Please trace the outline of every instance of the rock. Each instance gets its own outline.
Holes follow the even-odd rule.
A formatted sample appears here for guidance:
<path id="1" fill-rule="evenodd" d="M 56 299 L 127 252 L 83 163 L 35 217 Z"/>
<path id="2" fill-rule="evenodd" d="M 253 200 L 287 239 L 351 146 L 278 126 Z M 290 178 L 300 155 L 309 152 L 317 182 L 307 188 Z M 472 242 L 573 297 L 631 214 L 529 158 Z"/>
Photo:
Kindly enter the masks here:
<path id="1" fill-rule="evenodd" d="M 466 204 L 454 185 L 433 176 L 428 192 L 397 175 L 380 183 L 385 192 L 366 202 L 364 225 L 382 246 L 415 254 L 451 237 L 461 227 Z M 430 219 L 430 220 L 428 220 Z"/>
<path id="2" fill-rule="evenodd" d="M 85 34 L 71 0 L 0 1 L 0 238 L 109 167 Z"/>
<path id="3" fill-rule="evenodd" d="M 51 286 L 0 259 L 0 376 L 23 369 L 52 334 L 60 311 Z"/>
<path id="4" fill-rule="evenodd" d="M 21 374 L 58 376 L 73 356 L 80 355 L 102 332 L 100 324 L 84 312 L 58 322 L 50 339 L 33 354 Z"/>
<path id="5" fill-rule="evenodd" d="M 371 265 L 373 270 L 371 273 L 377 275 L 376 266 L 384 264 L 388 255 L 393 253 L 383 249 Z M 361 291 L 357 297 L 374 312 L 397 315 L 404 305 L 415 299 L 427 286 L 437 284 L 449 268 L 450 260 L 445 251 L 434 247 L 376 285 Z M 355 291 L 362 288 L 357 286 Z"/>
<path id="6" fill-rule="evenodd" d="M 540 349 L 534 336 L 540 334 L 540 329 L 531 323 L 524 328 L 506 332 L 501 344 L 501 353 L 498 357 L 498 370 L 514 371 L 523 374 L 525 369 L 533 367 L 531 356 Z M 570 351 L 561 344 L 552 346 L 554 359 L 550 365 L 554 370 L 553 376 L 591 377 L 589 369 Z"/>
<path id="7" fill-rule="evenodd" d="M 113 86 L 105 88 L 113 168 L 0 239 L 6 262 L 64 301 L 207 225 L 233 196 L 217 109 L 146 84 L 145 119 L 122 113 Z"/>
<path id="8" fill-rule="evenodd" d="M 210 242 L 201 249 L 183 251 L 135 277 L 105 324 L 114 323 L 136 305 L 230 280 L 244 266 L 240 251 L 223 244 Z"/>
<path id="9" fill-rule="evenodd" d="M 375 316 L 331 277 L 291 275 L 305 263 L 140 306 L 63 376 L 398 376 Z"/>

━━━━━━━━━━━━━━━━━━━━

Copy all of the rows above word for word, keeping their order.

> Answer to the task:
Please trace the outline of every instance of the rock. Each instance gets its own outline.
Holes follow the even-odd rule.
A formatted sample appears here for guidance:
<path id="1" fill-rule="evenodd" d="M 56 299 L 127 252 L 83 163 L 35 217 Z"/>
<path id="2" fill-rule="evenodd" d="M 253 200 L 287 239 L 351 146 L 278 126 Z M 290 178 L 300 155 L 309 152 L 317 182 L 307 188 Z M 472 242 L 573 297 L 631 214 L 529 158 Z"/>
Photo:
Kindly enter the masks here:
<path id="1" fill-rule="evenodd" d="M 466 204 L 454 185 L 433 176 L 428 192 L 397 175 L 380 183 L 385 192 L 366 202 L 364 225 L 382 246 L 415 254 L 451 237 L 461 227 Z M 430 219 L 430 220 L 428 220 Z"/>
<path id="2" fill-rule="evenodd" d="M 85 34 L 71 0 L 0 1 L 0 238 L 109 167 Z"/>
<path id="3" fill-rule="evenodd" d="M 51 286 L 0 259 L 0 376 L 23 369 L 52 334 L 60 311 Z"/>
<path id="4" fill-rule="evenodd" d="M 21 374 L 58 376 L 73 356 L 80 355 L 102 332 L 100 324 L 84 312 L 58 322 L 50 339 L 33 354 Z"/>
<path id="5" fill-rule="evenodd" d="M 371 265 L 373 270 L 371 273 L 377 275 L 376 266 L 384 264 L 388 255 L 393 253 L 383 249 Z M 361 291 L 357 297 L 374 312 L 397 315 L 404 305 L 415 299 L 427 286 L 437 284 L 449 268 L 450 260 L 445 251 L 434 247 L 376 285 Z M 355 291 L 362 288 L 357 286 Z"/>
<path id="6" fill-rule="evenodd" d="M 540 349 L 534 336 L 540 334 L 540 329 L 531 323 L 524 328 L 506 332 L 501 344 L 501 353 L 498 357 L 498 370 L 514 371 L 523 374 L 525 369 L 533 367 L 531 356 Z M 570 351 L 561 344 L 552 346 L 554 359 L 550 365 L 554 370 L 553 376 L 591 377 L 589 369 Z"/>
<path id="7" fill-rule="evenodd" d="M 113 86 L 105 88 L 113 168 L 0 239 L 6 262 L 64 301 L 207 225 L 233 196 L 217 109 L 146 84 L 145 119 L 122 113 Z"/>
<path id="8" fill-rule="evenodd" d="M 210 242 L 201 249 L 183 251 L 135 277 L 105 324 L 114 323 L 136 305 L 230 280 L 244 266 L 240 251 L 223 244 Z"/>
<path id="9" fill-rule="evenodd" d="M 375 316 L 331 277 L 291 275 L 305 263 L 140 306 L 63 376 L 398 376 Z"/>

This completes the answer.